→ **Verilen Metin**
Güneş ışınları, çıplak gözle baktığımızda gözümüze zarar verir. Hatta güneş tutulması sırasında Ay, Güneş'i neredeyse tam olarak örttüğü zaman bile. Bu sırada hava alacakaranlık olsa da güneş ışınları gözümüze kalıcı zarar verecek derecede kuvvetlidir. Bu nedenle, güneş gözlemi yaparken zararlı ışınları engelleyen özel filtreli güneş tutulması gözlükleri kullanılır. Normal güneş gözlükleri, isli cam, film gibi malzemeler gözümüzü Güneş'in zararlı ışınlarından koruyamaz. Güneş'e, tam tutulma anı dışında hiçbir zaman doğrudan bakmamamız gerekir. Tam tutulma anı, Ay'ın Güneş'i tümüyle örttüğü andır.

→ **Kayıt Kümesi**
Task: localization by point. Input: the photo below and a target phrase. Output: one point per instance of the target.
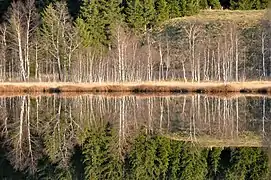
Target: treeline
(150, 157)
(117, 41)
(96, 137)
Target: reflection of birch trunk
(263, 116)
(237, 117)
(168, 113)
(263, 54)
(19, 143)
(29, 132)
(161, 112)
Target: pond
(111, 136)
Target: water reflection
(57, 132)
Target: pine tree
(148, 13)
(214, 4)
(189, 7)
(162, 11)
(134, 15)
(204, 4)
(100, 18)
(174, 8)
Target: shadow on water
(135, 137)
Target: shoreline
(170, 87)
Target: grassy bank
(254, 87)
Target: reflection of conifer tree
(247, 163)
(149, 157)
(101, 157)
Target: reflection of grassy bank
(255, 87)
(247, 139)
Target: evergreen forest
(133, 40)
(149, 157)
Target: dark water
(101, 137)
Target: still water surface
(135, 137)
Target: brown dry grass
(244, 16)
(253, 87)
(248, 139)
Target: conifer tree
(174, 8)
(162, 11)
(134, 15)
(214, 4)
(204, 4)
(148, 13)
(100, 17)
(189, 7)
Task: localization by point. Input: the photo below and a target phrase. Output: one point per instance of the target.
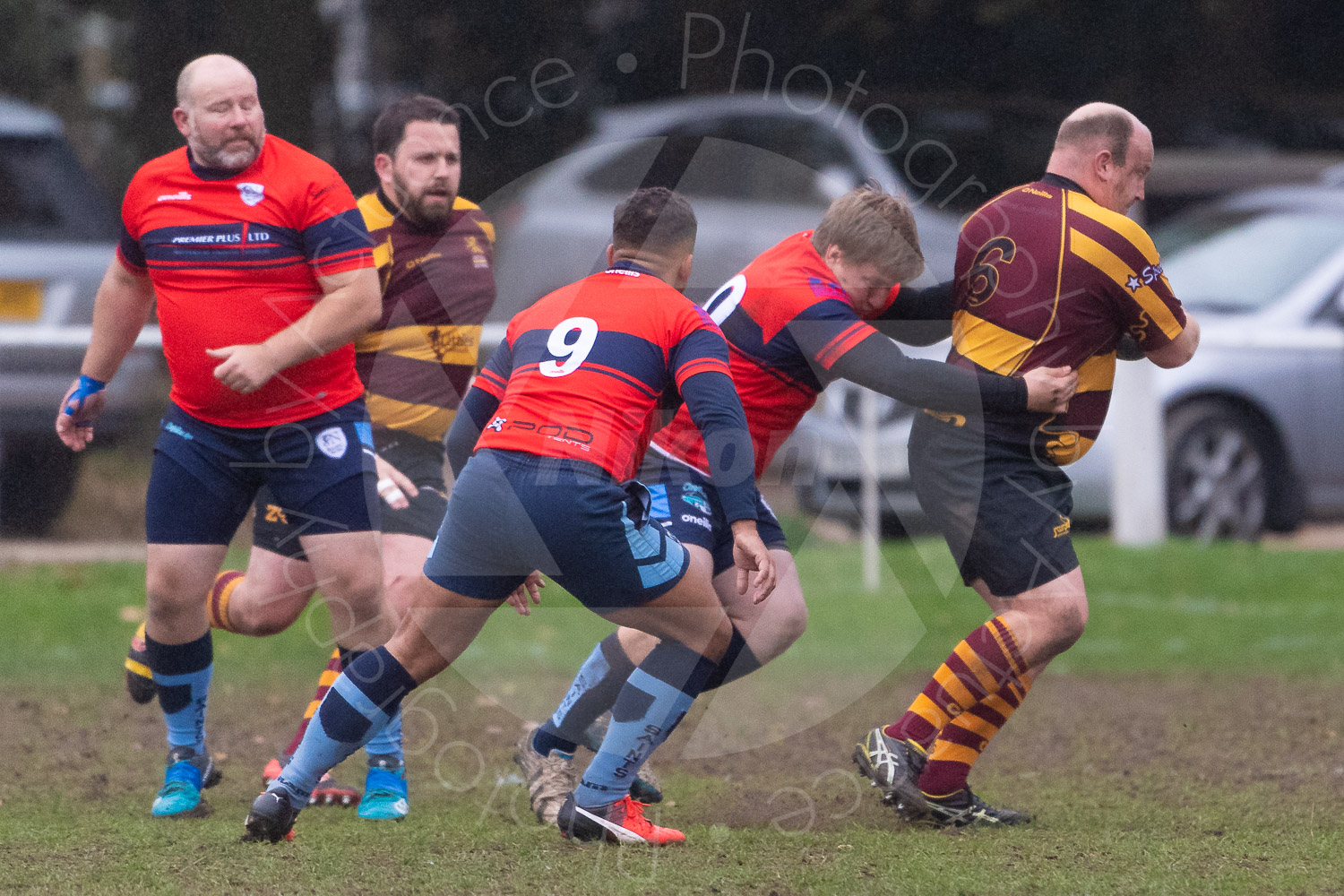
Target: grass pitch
(1188, 745)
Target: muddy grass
(1204, 732)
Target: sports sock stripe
(220, 595)
(324, 683)
(962, 740)
(986, 664)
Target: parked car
(755, 171)
(1253, 421)
(56, 237)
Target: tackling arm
(919, 316)
(876, 363)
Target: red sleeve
(699, 347)
(333, 231)
(128, 247)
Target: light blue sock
(387, 742)
(359, 704)
(182, 681)
(650, 704)
(593, 692)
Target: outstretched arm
(919, 316)
(120, 311)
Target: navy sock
(359, 704)
(182, 681)
(387, 740)
(737, 661)
(594, 691)
(650, 704)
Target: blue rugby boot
(384, 790)
(185, 775)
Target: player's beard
(416, 209)
(228, 155)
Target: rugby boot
(962, 809)
(140, 681)
(550, 778)
(647, 788)
(618, 823)
(328, 791)
(271, 818)
(892, 766)
(384, 790)
(185, 774)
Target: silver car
(56, 237)
(1252, 422)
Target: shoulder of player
(376, 215)
(1011, 191)
(1117, 233)
(156, 169)
(301, 175)
(475, 218)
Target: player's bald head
(1098, 125)
(209, 72)
(1107, 151)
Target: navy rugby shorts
(1004, 514)
(513, 512)
(685, 503)
(419, 460)
(204, 477)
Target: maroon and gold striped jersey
(1046, 277)
(438, 285)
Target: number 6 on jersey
(573, 352)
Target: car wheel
(37, 478)
(1217, 473)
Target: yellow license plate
(21, 300)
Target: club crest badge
(252, 194)
(332, 443)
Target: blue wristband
(88, 387)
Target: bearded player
(798, 317)
(435, 257)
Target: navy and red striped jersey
(234, 258)
(788, 322)
(582, 373)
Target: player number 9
(574, 352)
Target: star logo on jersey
(252, 194)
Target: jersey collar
(1064, 183)
(625, 263)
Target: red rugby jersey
(582, 371)
(787, 322)
(234, 258)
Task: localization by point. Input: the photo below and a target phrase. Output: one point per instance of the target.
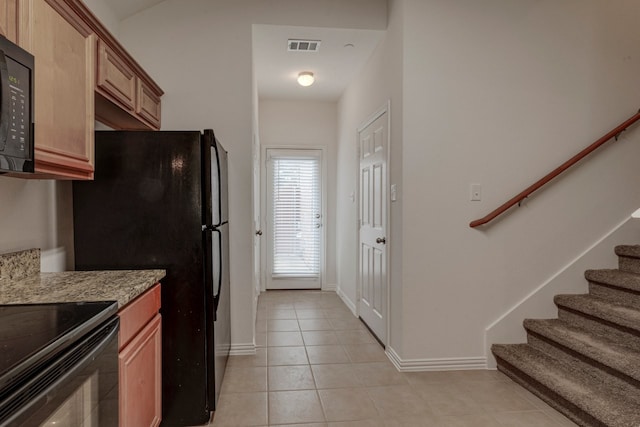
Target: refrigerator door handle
(216, 298)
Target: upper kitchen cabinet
(82, 74)
(63, 46)
(9, 19)
(126, 97)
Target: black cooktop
(32, 334)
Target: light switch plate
(476, 192)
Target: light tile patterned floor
(317, 365)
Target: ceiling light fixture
(306, 78)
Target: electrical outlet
(476, 192)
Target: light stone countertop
(78, 286)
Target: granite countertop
(77, 286)
(22, 283)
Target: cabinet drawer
(135, 315)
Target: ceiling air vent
(295, 45)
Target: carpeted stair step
(584, 397)
(576, 345)
(615, 285)
(628, 258)
(603, 316)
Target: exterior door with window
(294, 219)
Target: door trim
(385, 108)
(263, 209)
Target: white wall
(199, 52)
(105, 14)
(380, 80)
(499, 93)
(33, 214)
(307, 124)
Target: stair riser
(613, 294)
(631, 265)
(598, 326)
(559, 352)
(552, 399)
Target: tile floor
(317, 365)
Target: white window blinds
(296, 216)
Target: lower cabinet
(140, 361)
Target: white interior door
(295, 219)
(373, 146)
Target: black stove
(33, 334)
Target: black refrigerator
(159, 200)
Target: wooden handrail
(557, 171)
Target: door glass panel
(296, 215)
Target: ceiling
(342, 53)
(334, 65)
(126, 8)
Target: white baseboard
(242, 350)
(448, 364)
(330, 287)
(350, 304)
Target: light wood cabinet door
(64, 48)
(116, 80)
(148, 104)
(9, 19)
(141, 378)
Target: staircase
(586, 363)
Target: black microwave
(16, 108)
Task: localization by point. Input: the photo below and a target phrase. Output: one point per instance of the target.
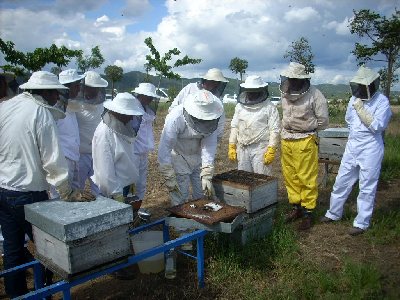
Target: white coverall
(361, 160)
(30, 153)
(257, 127)
(144, 143)
(88, 116)
(68, 133)
(189, 89)
(113, 161)
(187, 151)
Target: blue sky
(216, 31)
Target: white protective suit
(187, 151)
(113, 163)
(190, 89)
(88, 116)
(253, 129)
(144, 143)
(361, 160)
(30, 153)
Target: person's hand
(358, 104)
(269, 155)
(232, 155)
(206, 175)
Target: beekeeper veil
(202, 111)
(253, 91)
(294, 81)
(365, 84)
(214, 82)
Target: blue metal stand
(65, 286)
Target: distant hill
(132, 79)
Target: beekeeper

→ **Metni İnceleyin**
1. Güneş gözlemiyle ilgili metne göre tam tutulma anı nedir?
2. Güneş gözlemiyle ilgili metnin "Güneş ışınları, çıplak" ile başlayıp "tümüyle örttüğü andır." ile biten kısmını, "isli cam" ifadesini "renkli cam" ile değiştirerek yeniden yazın.
Kayıtların bu çalışmada hiçbir rolü yoktur.

→ **Yanıtlar**
1. Ay'ın Güneş'i tümüyle örttüğü andır.

2.
Güneş ışınları, çıplak gözle baktığımızda gözümüze zarar verir. Hatta güneş tutulması sırasında Ay, Güneş'i neredeyse tam olarak örttüğü zaman bile. Bu sırada hava alacakaranlık olsa da güneş ışınları gözümüze kalıcı zarar verecek derecede kuvvetlidir. Bu nedenle, güneş gözlemi yaparken zararlı ışınları engelleyen özel filtreli güneş tutulması gözlükleri kullanılır. Normal güneş gözlükleri, renkli cam, film gibi malzemeler gözümüzü Güneş'in zararlı ışınlarından koruyamaz. Güneş'e, tam tutulma anı dışında hiçbir zaman doğrudan bakmamamız gerekir. Tam tutulma anı, Ay'ın Güneş'i tümüyle örttüğü andır.